Coordinate annotation entries:
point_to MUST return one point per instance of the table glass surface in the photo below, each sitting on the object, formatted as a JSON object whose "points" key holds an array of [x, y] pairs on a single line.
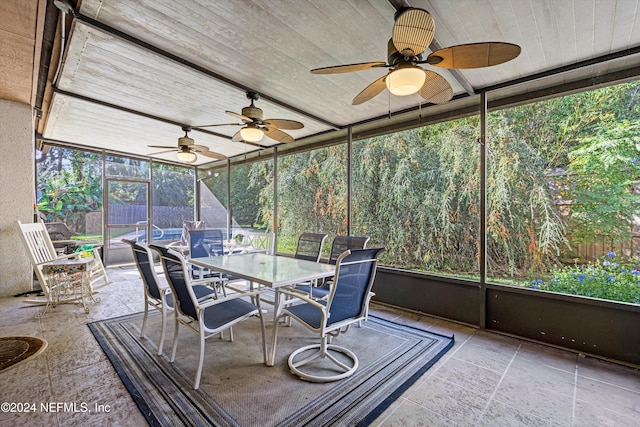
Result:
{"points": [[268, 270]]}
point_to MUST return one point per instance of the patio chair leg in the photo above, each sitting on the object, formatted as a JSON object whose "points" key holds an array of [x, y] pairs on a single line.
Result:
{"points": [[144, 320], [196, 382], [175, 339], [162, 333]]}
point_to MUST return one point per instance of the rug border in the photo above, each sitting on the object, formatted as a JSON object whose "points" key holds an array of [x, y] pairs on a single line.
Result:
{"points": [[128, 383], [152, 420], [384, 405]]}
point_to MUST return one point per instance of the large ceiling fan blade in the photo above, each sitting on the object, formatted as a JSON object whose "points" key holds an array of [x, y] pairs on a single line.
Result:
{"points": [[211, 154], [283, 124], [370, 91], [198, 147], [348, 68], [278, 135], [474, 55], [161, 152], [219, 124], [236, 137], [436, 89], [413, 31], [240, 116]]}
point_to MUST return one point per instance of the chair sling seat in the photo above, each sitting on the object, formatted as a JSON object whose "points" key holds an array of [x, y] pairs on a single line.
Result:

# Set problem:
Convert the items above into a JSON list of strings with one string per line. Omit blank lines and the pictures.

# The response:
[
  "point_to MUST return one point per instance of the table glass surface in the photo below, each sitting on the object, formatted as a JSON object whose \"points\" key holds an array of [x, y] pairs on a single line.",
  "Result:",
  "{\"points\": [[268, 270]]}",
  "point_to MUST return one point per instance of the patio chair leg in the photo above, each sitting on the object, formatted as a JSON object whose \"points\" key holds an array of [x, y] pairs on a single line.",
  "Result:",
  "{\"points\": [[144, 320], [196, 382], [175, 339], [162, 333]]}",
  "point_to MUST return one point per instance of the rug border in the photo above, each sitting on the object, formatted as a JSON object whose \"points\" key holds an array of [x, y] pairs on a single line.",
  "Result:",
  "{\"points\": [[128, 383], [152, 420], [384, 405]]}",
  "point_to MUST return one point per instance of the large ceiling fan blade in the photo above, each sitting on the object, formatted as a JSON object whose \"points\" key holds an array of [x, y] pairs on a single line.",
  "Result:",
  "{\"points\": [[211, 154], [283, 124], [370, 91], [198, 147], [348, 68], [278, 135], [474, 55], [161, 152], [219, 124], [236, 137], [436, 89], [413, 31], [240, 116]]}",
  "point_to MUST return one point per instance of the chair sling seat in the photo above, each sitting on the object, formatted as a JSON object whose \"points\" key holds an array of [x, y] pairs on a single line.",
  "Result:"
]